- _Instrução dada A_
Transcreva literalmente, no texto sobre corrupção, todo o trecho que vai de "Nem toda corrupção" até "requerem soluções específicas.".

Nem toda corrupção é igual

No senso comum, toda corrupção é igual e tem as mesmas causas. A definição clássica — abuso de cargo público para obter benefícios privados — é bastante genérica para abarcar praticamente todo tipo de corrupção. Porém, estudos recentes, como os da cientista política Yuen Ang, mostram que é preciso distinguir os tipos de corrupção, pois possuem causas distintas, e requerem soluções específicas.

Índices globais de percepção de corrupção, como os da Transparência Internacional (que não tem relação formal alguma com a Transparência Brasil, onde eu trabalho) e do Banco Mundial, têm o imenso mérito de chamar a atenção para o problema e permitir comparações internacionais. Contudo, obscurecem o fato de que países com índices similares podem e experienciam tipos de corrupção diferentes, em graus diferentes. Além disso, subestimam a corrupção que acontece nos países ocidentais, de troca de dinheiro por acesso a poder (em geral legalizada), reforçando uma narrativa de que corrupção é coisa de não-brancos.

- _Dados disponíveis_
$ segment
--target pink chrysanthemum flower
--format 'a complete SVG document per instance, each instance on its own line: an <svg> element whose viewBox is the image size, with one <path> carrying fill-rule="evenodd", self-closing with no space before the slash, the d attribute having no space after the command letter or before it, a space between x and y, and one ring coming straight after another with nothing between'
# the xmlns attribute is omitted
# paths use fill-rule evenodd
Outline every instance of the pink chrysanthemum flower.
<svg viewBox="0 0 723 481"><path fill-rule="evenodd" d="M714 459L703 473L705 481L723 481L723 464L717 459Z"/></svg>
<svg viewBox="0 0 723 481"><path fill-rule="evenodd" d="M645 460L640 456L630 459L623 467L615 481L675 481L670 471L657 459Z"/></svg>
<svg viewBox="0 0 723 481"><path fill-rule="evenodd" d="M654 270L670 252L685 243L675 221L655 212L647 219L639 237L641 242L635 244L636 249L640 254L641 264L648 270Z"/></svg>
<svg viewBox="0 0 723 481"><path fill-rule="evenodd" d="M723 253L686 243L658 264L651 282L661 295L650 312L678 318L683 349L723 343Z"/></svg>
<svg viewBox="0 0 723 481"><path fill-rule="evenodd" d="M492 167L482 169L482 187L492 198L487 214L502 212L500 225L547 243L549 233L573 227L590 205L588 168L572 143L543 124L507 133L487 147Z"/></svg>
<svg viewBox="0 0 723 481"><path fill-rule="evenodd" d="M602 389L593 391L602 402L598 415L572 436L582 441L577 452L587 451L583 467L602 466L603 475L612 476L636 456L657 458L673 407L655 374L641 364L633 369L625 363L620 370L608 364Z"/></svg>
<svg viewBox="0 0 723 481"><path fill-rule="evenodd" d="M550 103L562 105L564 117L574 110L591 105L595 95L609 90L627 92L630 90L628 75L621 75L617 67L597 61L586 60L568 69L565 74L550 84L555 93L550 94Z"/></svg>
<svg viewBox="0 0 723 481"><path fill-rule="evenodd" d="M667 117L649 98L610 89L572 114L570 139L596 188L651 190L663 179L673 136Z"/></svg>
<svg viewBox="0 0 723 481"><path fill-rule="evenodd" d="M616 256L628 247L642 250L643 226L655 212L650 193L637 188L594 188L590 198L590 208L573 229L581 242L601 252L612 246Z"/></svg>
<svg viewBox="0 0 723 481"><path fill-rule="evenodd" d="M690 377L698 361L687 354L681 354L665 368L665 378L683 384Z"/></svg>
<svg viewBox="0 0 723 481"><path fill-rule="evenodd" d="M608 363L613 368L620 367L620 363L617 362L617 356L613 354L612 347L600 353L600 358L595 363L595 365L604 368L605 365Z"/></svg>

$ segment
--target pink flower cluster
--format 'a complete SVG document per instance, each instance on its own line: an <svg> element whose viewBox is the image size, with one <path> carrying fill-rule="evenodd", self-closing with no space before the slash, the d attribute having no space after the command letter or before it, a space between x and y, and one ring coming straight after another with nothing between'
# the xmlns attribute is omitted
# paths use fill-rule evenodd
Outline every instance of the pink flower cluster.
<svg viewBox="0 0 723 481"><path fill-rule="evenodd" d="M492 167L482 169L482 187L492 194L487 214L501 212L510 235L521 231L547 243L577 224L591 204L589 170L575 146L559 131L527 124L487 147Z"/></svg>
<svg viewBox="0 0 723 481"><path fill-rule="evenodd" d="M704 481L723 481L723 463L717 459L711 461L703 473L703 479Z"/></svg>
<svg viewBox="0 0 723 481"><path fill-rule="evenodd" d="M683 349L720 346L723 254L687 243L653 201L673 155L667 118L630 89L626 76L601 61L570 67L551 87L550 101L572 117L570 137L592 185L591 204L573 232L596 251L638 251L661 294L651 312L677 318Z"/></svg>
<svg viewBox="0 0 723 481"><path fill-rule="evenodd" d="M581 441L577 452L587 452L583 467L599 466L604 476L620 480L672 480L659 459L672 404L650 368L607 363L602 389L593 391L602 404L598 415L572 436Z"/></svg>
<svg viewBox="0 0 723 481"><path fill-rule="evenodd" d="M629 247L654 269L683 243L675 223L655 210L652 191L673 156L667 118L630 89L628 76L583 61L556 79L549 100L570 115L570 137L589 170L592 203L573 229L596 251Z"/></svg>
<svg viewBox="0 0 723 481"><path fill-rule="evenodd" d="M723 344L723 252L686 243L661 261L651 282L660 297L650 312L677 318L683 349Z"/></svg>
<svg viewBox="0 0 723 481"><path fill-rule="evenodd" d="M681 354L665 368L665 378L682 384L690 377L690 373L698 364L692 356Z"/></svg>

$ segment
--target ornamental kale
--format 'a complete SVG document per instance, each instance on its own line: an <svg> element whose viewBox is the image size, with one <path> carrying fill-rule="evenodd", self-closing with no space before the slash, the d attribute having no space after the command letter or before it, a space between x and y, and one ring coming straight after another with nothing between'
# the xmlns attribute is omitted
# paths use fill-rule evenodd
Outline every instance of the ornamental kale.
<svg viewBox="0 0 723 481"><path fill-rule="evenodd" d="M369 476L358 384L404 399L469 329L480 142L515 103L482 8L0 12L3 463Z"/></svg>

- _Instrução dada B_
Conte quantas linhas da listagem contêm a palavra "pink", distinguindo maiúsculas de minúsculas, e informe somente o número.

- _Resultado da tarefa A_
Nem toda corrupção é igual

No senso comum, toda corrupção é igual e tem as mesmas causas. A definição clássica — abuso de cargo público para obter benefícios privados — é bastante genérica para abarcar praticamente todo tipo de corrupção. Porém, estudos recentes, como os da cientista política Yuen Ang, mostram que é preciso distinguir os tipos de corrupção, pois possuem causas distintas, e requerem soluções específicas.

- _Resultado da tarefa B_
4